Alcohol misuse is a common, disabling, and costly issue worldwide, but the vast majority of people with alcohol misuse never access treatment for varying reasons. Internet-delivered cognitive behaviour therapy (ICBT) may be an attractive treatment alternative for individuals with alcohol misuse who are reluctant to seek help due to stigma, or who live in rural communities with little access to face-to-face treatment. With the growing development of ICBT treatment clinics, investigating ways to optimize its delivery within routine clinic settings becomes a crucial avenue of research. Some studies in the alcohol treatment literature suggest that assessment interviews conducted pre-treatment may improve short- and long-term drinking outcomes but no experimental evaluation of this has been conducted. Further, research on internet interventions for alcohol misuse suggests that guidance from a therapist or coach improves outcomes, but more research on the benefits of guidance in ICBT is still needed.
This study is a 2X2 factorial randomized controlled trial where all of the expected 300 participants receive access to the Alcohol Change Course, an eight-week ICBT program. A comprehensive pre-treatment assessment interview represents factor 1, and guidance from a health educator represents factor 2. All participants will be asked to respond to measures at screening, pre-treatment, mid-treatment, post-treatment and 3, 6 and 12 months after treatment completion.
This study will provide valuable information on optimization of ICBT for alcohol misuse within routine clinic settings.

Data extracts.
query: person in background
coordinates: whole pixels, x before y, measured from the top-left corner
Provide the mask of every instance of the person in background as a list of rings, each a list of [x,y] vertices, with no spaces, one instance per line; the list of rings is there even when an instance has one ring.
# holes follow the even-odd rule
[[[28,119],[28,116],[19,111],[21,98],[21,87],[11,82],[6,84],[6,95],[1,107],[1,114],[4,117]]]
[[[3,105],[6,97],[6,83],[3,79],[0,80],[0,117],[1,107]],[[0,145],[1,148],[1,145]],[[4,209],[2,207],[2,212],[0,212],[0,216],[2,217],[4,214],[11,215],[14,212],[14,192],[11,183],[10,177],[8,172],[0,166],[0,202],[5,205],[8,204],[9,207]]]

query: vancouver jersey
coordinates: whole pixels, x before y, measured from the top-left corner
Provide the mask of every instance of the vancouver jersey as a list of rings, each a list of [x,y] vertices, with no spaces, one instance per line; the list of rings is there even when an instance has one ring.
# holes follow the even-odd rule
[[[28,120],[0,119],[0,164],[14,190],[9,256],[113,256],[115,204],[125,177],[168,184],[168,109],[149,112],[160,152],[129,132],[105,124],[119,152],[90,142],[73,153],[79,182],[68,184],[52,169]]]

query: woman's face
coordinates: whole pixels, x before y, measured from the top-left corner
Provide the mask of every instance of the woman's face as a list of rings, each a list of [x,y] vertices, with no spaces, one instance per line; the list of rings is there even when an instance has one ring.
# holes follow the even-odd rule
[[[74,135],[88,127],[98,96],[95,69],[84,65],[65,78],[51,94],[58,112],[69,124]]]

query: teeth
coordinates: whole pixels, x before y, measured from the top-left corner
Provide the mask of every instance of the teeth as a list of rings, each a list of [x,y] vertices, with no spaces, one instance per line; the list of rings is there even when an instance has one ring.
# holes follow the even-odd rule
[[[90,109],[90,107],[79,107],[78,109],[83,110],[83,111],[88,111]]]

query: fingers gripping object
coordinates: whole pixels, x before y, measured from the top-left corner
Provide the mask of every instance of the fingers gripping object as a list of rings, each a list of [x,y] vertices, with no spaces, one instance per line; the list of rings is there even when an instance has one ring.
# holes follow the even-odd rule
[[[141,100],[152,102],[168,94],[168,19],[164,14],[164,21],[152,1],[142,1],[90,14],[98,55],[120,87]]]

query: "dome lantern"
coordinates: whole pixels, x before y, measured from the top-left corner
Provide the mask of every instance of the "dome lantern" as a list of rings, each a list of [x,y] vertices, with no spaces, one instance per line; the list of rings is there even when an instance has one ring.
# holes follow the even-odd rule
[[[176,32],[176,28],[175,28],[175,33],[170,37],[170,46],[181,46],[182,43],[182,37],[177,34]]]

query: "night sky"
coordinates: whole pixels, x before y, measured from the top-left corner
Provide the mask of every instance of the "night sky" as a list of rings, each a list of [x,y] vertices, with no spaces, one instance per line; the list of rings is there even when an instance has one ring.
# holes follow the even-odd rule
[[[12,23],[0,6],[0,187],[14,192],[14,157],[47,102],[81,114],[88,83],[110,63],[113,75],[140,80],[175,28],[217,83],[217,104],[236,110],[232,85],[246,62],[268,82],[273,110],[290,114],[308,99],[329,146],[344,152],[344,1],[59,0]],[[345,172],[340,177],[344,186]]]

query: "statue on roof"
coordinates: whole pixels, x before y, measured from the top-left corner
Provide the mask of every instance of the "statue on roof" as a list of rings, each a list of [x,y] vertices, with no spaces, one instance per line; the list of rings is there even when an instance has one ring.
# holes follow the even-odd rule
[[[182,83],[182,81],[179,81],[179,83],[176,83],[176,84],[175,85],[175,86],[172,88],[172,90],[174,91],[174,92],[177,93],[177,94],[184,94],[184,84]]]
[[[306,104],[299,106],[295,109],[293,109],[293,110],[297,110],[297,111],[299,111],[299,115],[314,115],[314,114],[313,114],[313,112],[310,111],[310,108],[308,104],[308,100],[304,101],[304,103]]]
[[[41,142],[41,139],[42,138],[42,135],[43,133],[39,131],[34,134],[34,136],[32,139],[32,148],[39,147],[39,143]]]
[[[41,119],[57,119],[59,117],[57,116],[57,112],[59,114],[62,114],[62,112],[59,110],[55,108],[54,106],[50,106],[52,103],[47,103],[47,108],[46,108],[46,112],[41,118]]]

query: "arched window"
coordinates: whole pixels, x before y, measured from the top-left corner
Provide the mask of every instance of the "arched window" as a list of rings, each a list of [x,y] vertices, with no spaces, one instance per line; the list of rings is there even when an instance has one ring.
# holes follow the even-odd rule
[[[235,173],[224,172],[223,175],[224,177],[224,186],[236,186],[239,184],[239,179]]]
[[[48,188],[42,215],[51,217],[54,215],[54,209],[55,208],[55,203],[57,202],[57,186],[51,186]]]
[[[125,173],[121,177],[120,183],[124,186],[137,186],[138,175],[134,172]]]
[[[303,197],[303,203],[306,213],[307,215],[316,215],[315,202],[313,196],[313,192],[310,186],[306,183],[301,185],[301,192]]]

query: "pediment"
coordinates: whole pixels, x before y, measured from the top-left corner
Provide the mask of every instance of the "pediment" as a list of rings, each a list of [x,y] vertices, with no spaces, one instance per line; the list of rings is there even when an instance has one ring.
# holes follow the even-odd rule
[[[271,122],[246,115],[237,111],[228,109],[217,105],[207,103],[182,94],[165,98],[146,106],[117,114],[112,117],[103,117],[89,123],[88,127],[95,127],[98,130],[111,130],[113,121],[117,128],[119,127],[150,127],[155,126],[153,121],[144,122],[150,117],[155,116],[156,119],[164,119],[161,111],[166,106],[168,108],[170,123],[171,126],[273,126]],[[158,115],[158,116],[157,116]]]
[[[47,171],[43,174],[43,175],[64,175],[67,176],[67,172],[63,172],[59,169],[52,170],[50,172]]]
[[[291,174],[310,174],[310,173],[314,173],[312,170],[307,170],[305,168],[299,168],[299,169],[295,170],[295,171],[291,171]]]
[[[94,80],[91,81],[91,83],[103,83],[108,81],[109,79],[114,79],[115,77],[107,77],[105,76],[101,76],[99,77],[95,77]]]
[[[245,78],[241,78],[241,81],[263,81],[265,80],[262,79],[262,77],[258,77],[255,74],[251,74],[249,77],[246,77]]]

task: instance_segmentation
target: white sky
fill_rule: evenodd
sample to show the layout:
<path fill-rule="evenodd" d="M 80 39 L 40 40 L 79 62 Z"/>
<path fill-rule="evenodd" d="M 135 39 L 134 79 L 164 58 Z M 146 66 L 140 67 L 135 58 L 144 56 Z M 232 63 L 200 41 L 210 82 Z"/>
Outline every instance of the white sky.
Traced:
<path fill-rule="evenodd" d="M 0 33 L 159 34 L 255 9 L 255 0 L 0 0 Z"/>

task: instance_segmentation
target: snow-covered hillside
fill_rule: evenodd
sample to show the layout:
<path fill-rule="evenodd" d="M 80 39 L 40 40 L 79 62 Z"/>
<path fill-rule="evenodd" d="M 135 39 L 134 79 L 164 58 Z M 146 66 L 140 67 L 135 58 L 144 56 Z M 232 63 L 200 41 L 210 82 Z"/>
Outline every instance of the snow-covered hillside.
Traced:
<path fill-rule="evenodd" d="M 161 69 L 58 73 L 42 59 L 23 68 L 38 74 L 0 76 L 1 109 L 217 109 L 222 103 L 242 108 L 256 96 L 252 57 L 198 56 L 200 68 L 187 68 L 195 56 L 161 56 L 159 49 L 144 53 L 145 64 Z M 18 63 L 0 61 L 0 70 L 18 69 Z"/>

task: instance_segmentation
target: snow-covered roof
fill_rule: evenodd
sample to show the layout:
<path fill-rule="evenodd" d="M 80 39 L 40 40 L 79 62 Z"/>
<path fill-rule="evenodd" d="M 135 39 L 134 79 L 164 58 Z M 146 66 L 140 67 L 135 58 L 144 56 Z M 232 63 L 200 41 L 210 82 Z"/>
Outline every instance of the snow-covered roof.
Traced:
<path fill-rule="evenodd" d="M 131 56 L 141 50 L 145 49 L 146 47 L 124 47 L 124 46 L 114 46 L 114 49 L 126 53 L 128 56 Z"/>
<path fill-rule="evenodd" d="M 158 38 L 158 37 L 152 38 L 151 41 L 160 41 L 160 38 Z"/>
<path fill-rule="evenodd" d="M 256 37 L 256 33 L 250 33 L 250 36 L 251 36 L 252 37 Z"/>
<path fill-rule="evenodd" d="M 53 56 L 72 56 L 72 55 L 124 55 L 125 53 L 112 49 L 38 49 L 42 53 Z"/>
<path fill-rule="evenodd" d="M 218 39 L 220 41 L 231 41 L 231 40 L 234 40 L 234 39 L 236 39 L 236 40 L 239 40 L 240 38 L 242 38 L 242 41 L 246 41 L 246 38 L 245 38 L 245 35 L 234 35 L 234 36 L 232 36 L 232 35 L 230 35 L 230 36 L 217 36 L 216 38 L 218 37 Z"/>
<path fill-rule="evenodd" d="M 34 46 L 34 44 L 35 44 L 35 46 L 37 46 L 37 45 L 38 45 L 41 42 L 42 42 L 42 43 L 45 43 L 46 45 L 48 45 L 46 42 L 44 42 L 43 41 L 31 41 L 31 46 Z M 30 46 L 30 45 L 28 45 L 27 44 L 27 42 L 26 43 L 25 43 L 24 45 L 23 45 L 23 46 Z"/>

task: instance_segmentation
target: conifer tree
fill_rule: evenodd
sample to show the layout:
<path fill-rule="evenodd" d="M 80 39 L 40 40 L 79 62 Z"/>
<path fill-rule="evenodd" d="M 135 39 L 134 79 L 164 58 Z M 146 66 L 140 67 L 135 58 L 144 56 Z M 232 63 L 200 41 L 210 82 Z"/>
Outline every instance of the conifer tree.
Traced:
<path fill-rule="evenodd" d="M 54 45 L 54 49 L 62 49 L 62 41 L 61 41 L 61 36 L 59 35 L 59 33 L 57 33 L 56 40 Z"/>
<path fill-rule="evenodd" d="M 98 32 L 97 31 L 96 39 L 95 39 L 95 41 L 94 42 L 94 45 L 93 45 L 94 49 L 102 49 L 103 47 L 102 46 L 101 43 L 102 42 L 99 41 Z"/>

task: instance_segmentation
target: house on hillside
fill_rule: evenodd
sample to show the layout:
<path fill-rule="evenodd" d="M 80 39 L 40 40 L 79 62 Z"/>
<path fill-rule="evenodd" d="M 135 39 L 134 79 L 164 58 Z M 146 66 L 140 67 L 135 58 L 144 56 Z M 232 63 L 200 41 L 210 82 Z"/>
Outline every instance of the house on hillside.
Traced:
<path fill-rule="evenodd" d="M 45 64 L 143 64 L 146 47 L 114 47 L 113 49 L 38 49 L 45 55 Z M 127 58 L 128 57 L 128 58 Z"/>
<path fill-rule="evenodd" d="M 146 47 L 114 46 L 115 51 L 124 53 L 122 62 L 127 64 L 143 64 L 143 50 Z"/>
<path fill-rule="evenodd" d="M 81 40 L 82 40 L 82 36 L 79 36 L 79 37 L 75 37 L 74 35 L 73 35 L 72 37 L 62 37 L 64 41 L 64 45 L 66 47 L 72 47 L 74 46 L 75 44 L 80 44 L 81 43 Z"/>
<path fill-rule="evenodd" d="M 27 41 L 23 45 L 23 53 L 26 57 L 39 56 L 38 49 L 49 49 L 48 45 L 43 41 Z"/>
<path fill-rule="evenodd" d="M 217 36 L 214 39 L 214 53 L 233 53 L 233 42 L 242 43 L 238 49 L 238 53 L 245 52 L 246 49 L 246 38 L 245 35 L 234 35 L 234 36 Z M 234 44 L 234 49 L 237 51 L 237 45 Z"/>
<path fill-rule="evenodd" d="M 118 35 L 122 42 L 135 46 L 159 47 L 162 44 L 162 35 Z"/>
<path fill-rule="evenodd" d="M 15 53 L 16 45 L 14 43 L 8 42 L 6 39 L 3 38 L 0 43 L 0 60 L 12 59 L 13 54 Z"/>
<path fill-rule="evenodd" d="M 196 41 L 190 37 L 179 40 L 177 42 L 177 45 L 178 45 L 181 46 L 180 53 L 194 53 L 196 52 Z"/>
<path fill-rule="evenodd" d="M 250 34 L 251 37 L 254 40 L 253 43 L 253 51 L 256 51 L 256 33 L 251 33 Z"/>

Using the information.
- 1) According to the ICBT trial summary, how long does the Alcohol Change Course last?
- 2) Can you sum up the ICBT trial summary in two sentences?
- 3) How would you render this sentence from the ICBT trial summary in Spanish: "A comprehensive pre-treatment assessment interview represents factor 1, and guidance from a health educator represents factor 2."
The data shown here come from a separate source.

Response list.
- 1) The Alcohol Change Course is an eight-week ICBT program.

- 2) Most people who misuse alcohol never get treatment, and internet-delivered cognitive behaviour therapy (ICBT) may help those held back by stigma or rural isolation. Research has not settled the value of pre-treatment assessment interviews or therapist guidance, so this 2X2 factorial randomized controlled trial will give about 300 participants an eight-week ICBT program and test both factors to inform how ICBT is delivered in routine clinics.

- 3) Una entrevista de evaluación integral previa al tratamiento representa el factor 1, y la orientación de un educador de salud representa el factor 2.